* Excerto selecionado *
━━━━━━━━
Uma estimativa aponta para que haja apenas entre 120 a 150 destes linces em território francês. Destes, só 38 animais têm um perfil genético suficientemente “saudável” para permitir a continuidade da espécie. Actualmente, as populações deste lince mais saudáveis estão nos Cárpatos, no Norte da Europa e na Escandinávia.
No século XVIII, os linces-euroasiáticos tinham desaparecido de França por causa da desflorestação, da caça e de uma disponibilidade cada vez menor das presas de que se alimentam. Depois, esta espécie de felino selvagem foi reintroduzida na Suíça na década de 1970, com linces da região dos Cárpatos que acabaram por passar a fronteira na cordilheira do Jura, já na década de 1980. Desde aí, pouco se avaliou o estado de conservação destes felinos, lê-se no artigo.
“Quarenta anos após o seu regresso em França, seria de esperar um número mais elevado de indivíduos”, escrevem os cientistas. Além das colisões com carros e caça, o estudo mostra que um dos principais motivos para a sua quase extinção é a “diversidade genética extremamente baixa”.
“Ponto crítico”
━━━━━━━━
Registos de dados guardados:
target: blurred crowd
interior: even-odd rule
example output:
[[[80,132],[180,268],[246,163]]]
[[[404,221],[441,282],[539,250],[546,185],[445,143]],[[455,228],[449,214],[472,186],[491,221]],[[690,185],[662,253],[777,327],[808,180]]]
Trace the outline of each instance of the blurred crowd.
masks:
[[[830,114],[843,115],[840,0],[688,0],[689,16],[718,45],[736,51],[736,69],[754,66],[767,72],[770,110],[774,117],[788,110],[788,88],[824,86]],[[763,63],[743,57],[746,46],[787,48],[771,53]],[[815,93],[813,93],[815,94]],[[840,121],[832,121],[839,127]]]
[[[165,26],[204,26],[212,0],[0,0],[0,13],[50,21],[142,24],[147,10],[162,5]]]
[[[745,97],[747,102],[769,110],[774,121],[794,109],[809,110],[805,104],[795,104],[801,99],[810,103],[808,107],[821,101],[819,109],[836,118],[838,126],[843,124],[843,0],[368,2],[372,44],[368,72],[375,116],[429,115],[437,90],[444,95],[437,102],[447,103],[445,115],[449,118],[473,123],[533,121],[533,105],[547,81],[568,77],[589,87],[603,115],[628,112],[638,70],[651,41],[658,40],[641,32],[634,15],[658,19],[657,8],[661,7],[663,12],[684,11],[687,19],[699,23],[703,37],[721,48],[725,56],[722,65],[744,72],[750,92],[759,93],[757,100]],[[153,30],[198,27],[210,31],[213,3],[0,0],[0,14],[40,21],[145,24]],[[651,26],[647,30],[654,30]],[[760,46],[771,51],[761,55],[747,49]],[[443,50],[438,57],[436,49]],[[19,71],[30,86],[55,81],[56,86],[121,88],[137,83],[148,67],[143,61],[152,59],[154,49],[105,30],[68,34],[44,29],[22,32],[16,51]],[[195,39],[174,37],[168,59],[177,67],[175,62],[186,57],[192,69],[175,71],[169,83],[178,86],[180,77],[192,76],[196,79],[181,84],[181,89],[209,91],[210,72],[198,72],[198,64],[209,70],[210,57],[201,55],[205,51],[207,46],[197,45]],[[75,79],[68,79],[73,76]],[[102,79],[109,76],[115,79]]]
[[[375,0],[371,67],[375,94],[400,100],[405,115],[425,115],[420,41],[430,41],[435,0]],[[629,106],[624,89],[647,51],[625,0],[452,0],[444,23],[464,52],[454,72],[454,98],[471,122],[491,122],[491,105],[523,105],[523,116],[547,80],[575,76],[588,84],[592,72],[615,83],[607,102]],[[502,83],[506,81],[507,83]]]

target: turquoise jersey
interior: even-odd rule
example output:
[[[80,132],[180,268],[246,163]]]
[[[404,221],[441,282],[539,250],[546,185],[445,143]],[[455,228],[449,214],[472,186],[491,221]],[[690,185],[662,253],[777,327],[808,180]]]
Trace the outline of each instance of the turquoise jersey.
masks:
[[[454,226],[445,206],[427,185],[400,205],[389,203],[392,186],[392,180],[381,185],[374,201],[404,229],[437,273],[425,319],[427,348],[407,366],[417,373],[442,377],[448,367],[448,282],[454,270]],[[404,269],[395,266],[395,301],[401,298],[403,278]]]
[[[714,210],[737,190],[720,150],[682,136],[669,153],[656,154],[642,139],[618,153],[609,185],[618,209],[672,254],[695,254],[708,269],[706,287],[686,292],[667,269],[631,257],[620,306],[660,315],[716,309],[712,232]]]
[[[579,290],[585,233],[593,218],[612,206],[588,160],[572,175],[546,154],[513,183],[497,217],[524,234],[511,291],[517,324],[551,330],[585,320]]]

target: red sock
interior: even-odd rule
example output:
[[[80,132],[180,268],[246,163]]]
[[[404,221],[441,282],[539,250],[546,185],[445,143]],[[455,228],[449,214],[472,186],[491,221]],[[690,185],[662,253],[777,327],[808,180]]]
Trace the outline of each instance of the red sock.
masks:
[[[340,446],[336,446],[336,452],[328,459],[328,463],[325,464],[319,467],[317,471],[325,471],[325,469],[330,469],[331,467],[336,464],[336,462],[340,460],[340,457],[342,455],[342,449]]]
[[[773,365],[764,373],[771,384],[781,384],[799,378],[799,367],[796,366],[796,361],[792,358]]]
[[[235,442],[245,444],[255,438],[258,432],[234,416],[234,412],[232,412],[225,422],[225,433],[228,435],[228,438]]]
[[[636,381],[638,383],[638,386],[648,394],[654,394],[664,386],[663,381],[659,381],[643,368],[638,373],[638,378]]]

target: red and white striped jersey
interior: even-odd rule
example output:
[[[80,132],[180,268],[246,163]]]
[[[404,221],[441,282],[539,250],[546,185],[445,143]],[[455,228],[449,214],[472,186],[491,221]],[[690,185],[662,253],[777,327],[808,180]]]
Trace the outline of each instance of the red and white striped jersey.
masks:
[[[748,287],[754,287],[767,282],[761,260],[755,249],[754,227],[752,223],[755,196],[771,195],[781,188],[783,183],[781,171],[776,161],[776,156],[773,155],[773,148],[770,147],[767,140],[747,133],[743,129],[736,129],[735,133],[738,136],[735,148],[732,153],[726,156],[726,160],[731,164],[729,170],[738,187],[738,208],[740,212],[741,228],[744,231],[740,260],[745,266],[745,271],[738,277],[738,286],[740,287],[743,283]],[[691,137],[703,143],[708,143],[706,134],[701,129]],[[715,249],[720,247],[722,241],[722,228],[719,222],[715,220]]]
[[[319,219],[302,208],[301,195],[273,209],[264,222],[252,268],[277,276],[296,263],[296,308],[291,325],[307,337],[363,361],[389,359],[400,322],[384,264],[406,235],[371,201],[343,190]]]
━━━━━━━━
* Questões de estudo *
1 > Segundo o texto sobre os linces-euroasiáticos em França, quantos destes animais têm um perfil genético suficientemente saudável para permitir a continuidade da espécie?
2 > Prossiga o texto sobre os linces-euroasiáticos em França a partir do ponto em que termina.

* Respostas às tarefas *
1 > Apenas 38 animais.

2 >
Como consequência desses elevados níveis de consanguinidade, “esta população irá provavelmente entrar em colapso e quaisquer alterações ambientais terão efeitos negativos fortes, já que a população não é suficientemente forte para se adaptar a essas novas mudanças”. Isto se não for introduzido novo material genético.
Com esta falta de diversidade genética, os investigadores estimam que o lince possa desaparecer de França em 30 anos. Passadas essas três décadas, deverão atingir um “ponto crítico” que não permitirá que esta população recupere, diz Nathan Huvier, que faz parte do centro de recuperação de linces Centre Athenas, Centre Athénas, que fica no Leste de França, já perto da Suíça.
Para os salvar, os cientistas sugerem que haja uma introdução de novo material genético através de novos linces e com programas de “troca” de linces órfãos incluídos em projectos de outros países igualmente dedicados ao resgate e reintrodução destes linces na natureza.
Ainda assim, este é um tópico sensível. O investigador francês do Centre Athénas explica que os linces são predadores e caçam corças e camurças, sendo que as corças são das espécies mais caçadas por humanos. “Os caçadores culpam o lince e outros predadores por lhes roubarem as presas, causando um conflito unilateral”; com esta tensão, a introdução de mais linces e predadores “fica difícil”, refere.
Como esta já é uma população frágil, as 88 amostras genéticas de lince recolhidas entre 2008 e 2020 eram de linces que morreram atropelados ou que tinham sido recolhidos para tratamento. Destas amostras, só 78 estavam em condições de serem usadas. As amostras recolhidas eram de sangue, músculos e pêlo de linces.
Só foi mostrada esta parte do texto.